Recorded data

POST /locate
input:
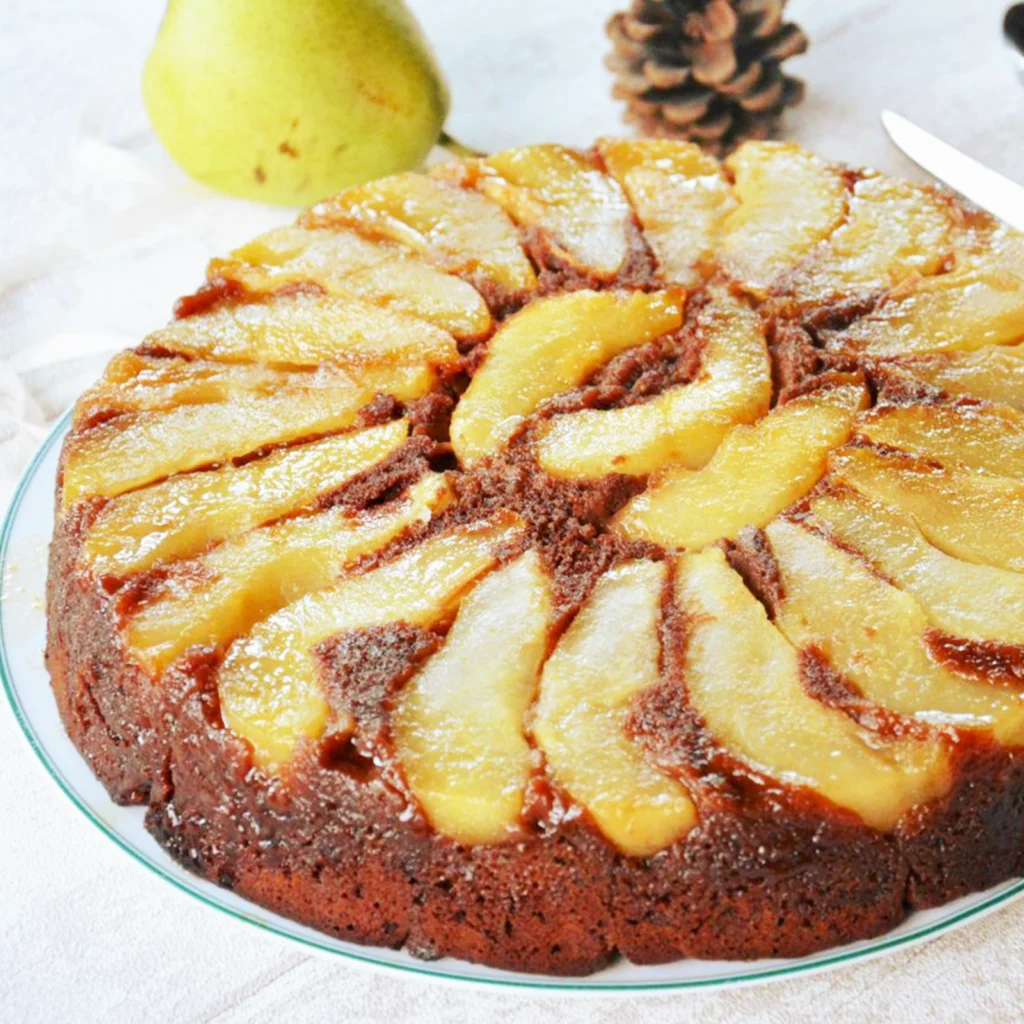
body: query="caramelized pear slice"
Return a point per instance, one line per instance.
(790, 200)
(684, 424)
(607, 655)
(137, 449)
(757, 472)
(994, 374)
(980, 302)
(456, 229)
(184, 515)
(983, 437)
(459, 726)
(269, 682)
(894, 229)
(560, 193)
(775, 726)
(979, 602)
(307, 331)
(552, 345)
(342, 262)
(134, 383)
(966, 514)
(873, 634)
(680, 195)
(221, 595)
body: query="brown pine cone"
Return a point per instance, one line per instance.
(705, 70)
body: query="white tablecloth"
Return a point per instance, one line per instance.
(99, 233)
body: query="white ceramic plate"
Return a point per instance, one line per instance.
(24, 544)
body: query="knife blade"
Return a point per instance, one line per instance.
(982, 185)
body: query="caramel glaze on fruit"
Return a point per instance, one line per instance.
(770, 869)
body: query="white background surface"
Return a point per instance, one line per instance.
(98, 235)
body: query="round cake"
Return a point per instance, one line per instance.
(566, 555)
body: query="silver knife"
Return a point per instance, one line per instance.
(982, 185)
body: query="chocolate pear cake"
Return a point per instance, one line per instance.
(566, 555)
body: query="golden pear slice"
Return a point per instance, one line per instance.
(607, 655)
(269, 682)
(680, 195)
(995, 374)
(873, 634)
(559, 192)
(894, 229)
(458, 725)
(774, 725)
(980, 302)
(757, 471)
(969, 515)
(456, 229)
(343, 262)
(551, 346)
(790, 200)
(137, 449)
(221, 595)
(983, 437)
(979, 602)
(684, 424)
(307, 331)
(134, 383)
(184, 515)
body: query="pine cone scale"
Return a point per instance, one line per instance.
(705, 70)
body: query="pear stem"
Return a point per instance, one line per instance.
(457, 148)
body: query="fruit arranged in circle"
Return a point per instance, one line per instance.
(569, 552)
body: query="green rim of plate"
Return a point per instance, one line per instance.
(812, 964)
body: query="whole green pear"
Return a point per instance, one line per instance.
(289, 100)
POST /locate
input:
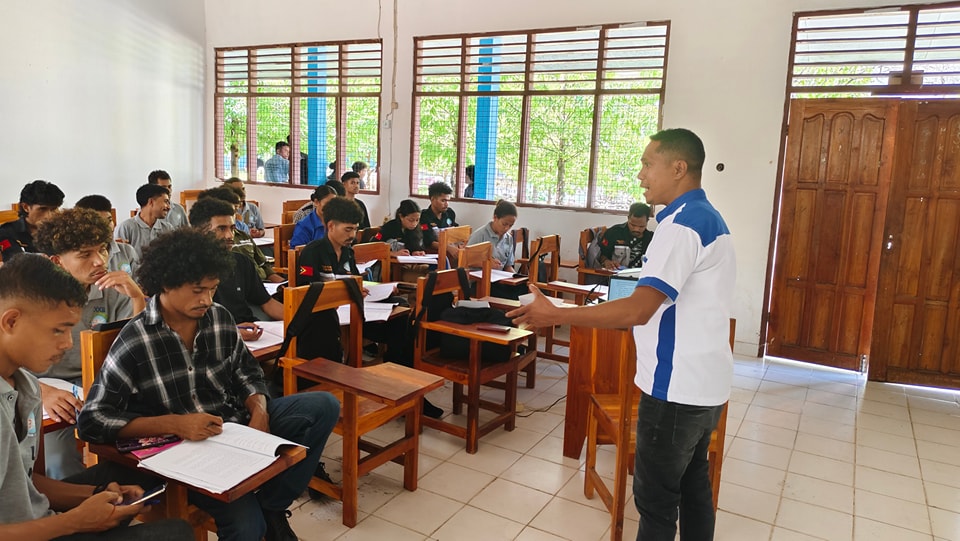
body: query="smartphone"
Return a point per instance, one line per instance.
(148, 495)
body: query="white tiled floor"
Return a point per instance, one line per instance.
(811, 453)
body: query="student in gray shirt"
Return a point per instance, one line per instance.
(39, 303)
(77, 240)
(149, 223)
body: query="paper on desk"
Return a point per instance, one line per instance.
(495, 275)
(430, 259)
(220, 462)
(63, 385)
(272, 287)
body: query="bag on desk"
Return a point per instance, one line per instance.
(456, 347)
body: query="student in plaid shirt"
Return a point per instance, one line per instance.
(180, 367)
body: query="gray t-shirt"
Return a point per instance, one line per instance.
(136, 232)
(102, 307)
(21, 415)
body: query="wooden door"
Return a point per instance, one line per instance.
(833, 200)
(917, 323)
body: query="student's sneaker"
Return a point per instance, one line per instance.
(278, 528)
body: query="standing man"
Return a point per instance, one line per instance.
(38, 201)
(625, 244)
(277, 168)
(180, 368)
(177, 215)
(149, 223)
(680, 316)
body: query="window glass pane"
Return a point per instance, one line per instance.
(436, 150)
(558, 154)
(626, 121)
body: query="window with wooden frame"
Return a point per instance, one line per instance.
(320, 99)
(554, 118)
(899, 50)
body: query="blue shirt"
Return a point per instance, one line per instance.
(308, 229)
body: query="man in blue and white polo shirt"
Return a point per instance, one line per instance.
(680, 313)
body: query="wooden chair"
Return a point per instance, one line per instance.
(281, 243)
(369, 251)
(472, 372)
(612, 419)
(367, 235)
(370, 398)
(94, 346)
(448, 243)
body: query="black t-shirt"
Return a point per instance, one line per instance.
(619, 235)
(318, 259)
(15, 239)
(429, 220)
(412, 239)
(238, 291)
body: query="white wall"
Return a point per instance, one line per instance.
(725, 80)
(96, 94)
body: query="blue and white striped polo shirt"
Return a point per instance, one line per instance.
(683, 354)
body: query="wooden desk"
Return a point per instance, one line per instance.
(593, 365)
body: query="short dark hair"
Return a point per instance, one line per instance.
(337, 187)
(148, 191)
(504, 208)
(340, 209)
(359, 166)
(684, 145)
(182, 256)
(223, 193)
(98, 203)
(40, 192)
(159, 174)
(35, 278)
(206, 209)
(439, 188)
(71, 230)
(639, 210)
(322, 191)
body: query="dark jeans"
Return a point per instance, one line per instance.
(162, 530)
(671, 476)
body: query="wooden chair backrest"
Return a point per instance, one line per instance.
(478, 256)
(447, 282)
(8, 216)
(545, 246)
(281, 243)
(94, 346)
(367, 235)
(368, 251)
(448, 236)
(334, 294)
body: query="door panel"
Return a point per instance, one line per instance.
(830, 228)
(918, 305)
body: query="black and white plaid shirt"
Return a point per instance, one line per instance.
(148, 372)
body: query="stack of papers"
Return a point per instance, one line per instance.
(218, 463)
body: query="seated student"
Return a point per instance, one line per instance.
(311, 228)
(438, 215)
(623, 245)
(39, 303)
(351, 181)
(122, 255)
(77, 240)
(149, 223)
(242, 288)
(242, 242)
(249, 213)
(177, 215)
(38, 201)
(181, 368)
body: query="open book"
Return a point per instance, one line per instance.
(218, 463)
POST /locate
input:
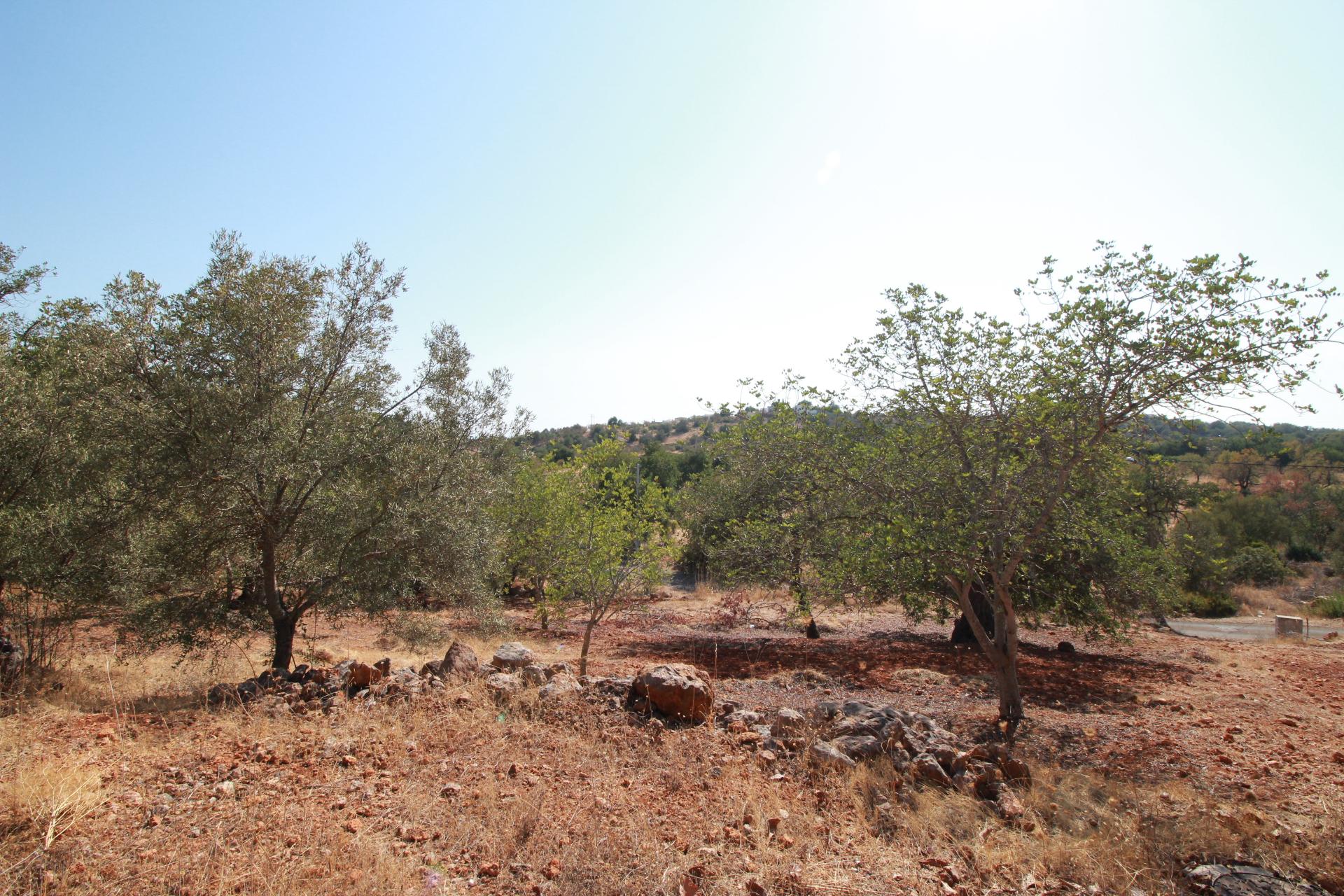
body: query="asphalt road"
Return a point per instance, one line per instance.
(1247, 628)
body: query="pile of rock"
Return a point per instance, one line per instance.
(840, 735)
(323, 688)
(514, 668)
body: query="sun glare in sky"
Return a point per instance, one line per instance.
(635, 206)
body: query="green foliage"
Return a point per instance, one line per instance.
(62, 500)
(284, 466)
(1257, 564)
(587, 530)
(1329, 606)
(987, 456)
(417, 631)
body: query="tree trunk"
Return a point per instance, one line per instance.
(588, 640)
(286, 628)
(1009, 694)
(283, 621)
(1000, 649)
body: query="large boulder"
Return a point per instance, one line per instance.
(676, 690)
(460, 663)
(825, 754)
(790, 723)
(561, 685)
(360, 675)
(503, 684)
(512, 656)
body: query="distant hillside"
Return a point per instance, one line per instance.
(673, 450)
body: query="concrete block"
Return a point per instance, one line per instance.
(1289, 626)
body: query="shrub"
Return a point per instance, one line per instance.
(1210, 605)
(419, 630)
(1329, 606)
(1257, 564)
(1298, 552)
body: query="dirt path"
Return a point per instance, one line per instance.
(1249, 629)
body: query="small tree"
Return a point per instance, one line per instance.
(1015, 424)
(286, 469)
(612, 531)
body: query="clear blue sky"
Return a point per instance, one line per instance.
(632, 206)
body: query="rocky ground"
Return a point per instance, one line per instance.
(866, 762)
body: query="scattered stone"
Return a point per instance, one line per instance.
(676, 690)
(1247, 880)
(559, 687)
(512, 656)
(825, 754)
(360, 675)
(503, 684)
(925, 767)
(788, 723)
(460, 663)
(858, 746)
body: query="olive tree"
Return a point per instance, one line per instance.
(286, 466)
(1016, 424)
(61, 510)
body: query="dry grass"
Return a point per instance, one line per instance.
(125, 785)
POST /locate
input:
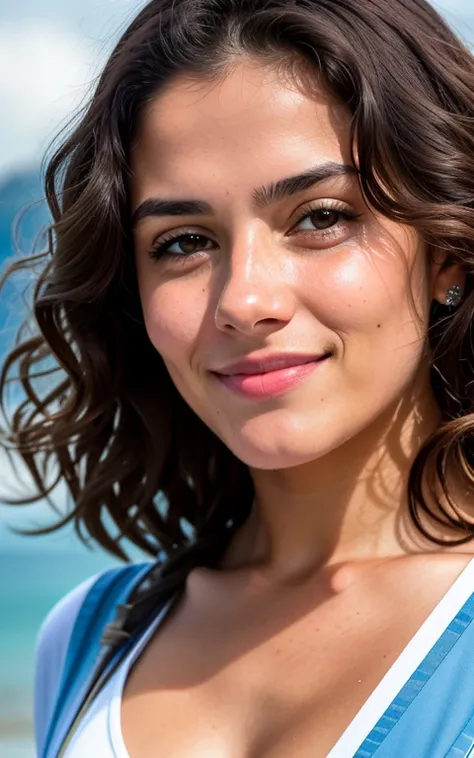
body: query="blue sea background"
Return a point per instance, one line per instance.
(35, 572)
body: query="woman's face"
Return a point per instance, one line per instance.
(277, 273)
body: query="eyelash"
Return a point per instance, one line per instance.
(159, 249)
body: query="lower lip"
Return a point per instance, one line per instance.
(270, 384)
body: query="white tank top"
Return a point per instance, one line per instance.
(99, 734)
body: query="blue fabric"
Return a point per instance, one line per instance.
(111, 589)
(433, 714)
(431, 717)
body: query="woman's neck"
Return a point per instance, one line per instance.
(349, 504)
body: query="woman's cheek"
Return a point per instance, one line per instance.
(173, 318)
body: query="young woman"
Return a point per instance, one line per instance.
(259, 300)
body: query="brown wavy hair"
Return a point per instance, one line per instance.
(135, 458)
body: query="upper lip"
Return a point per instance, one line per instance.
(263, 364)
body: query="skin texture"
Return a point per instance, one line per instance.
(347, 434)
(257, 660)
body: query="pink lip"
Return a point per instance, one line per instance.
(270, 377)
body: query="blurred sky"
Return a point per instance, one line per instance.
(50, 52)
(51, 49)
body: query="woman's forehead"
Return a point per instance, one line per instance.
(243, 126)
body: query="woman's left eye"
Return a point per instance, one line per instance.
(322, 219)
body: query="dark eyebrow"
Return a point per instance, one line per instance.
(262, 196)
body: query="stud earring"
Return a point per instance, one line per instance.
(454, 296)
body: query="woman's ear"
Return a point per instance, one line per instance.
(448, 280)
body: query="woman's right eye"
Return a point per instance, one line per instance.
(180, 246)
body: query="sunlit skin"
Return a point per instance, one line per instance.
(272, 653)
(264, 282)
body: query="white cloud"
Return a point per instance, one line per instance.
(44, 72)
(51, 51)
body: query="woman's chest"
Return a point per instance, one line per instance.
(261, 688)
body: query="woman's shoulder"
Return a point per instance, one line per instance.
(50, 652)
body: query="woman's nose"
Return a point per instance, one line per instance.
(257, 296)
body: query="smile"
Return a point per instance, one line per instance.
(249, 379)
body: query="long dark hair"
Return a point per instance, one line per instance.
(128, 447)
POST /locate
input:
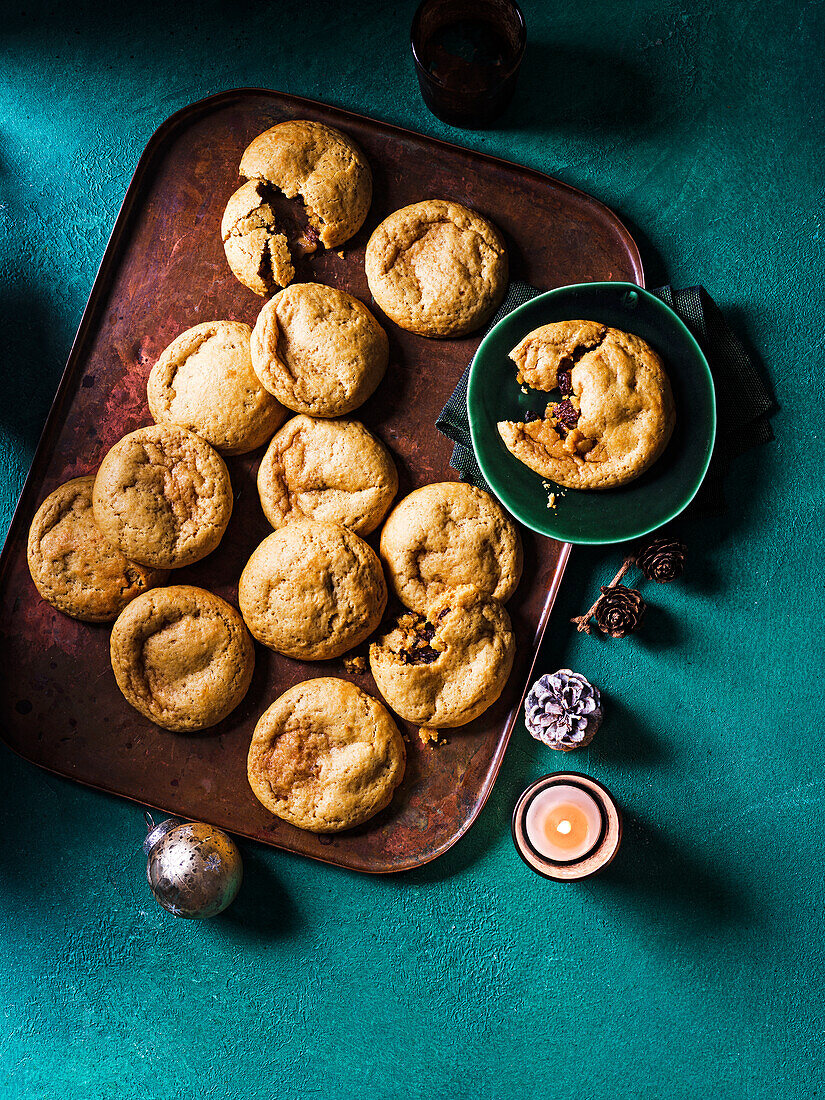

What the task requires
Can you give the part of the entries that opens with the line containing "and white plaid" and closes with the line containing "(1247, 628)" again, with "student" swapped for "pupil" and nothing else changed? Leave the pictures out.

Worked solution
body: query="black and white plaid shirt"
Return a point per instance, one line per instance.
(148, 372)
body: query="stack of papers"
Return a point per instance, one line per instance.
(218, 463)
body: query="seated pupil"
Return a point per instance, one line per instance.
(311, 228)
(438, 215)
(623, 245)
(39, 303)
(351, 181)
(122, 255)
(77, 240)
(149, 223)
(242, 288)
(242, 242)
(249, 213)
(177, 215)
(38, 201)
(181, 368)
body: query="open book"
Return a point per instance, one line per instance.
(218, 463)
POST /locate
input:
body: query="asphalt road"
Return a point per instance, one line per instance.
(1247, 628)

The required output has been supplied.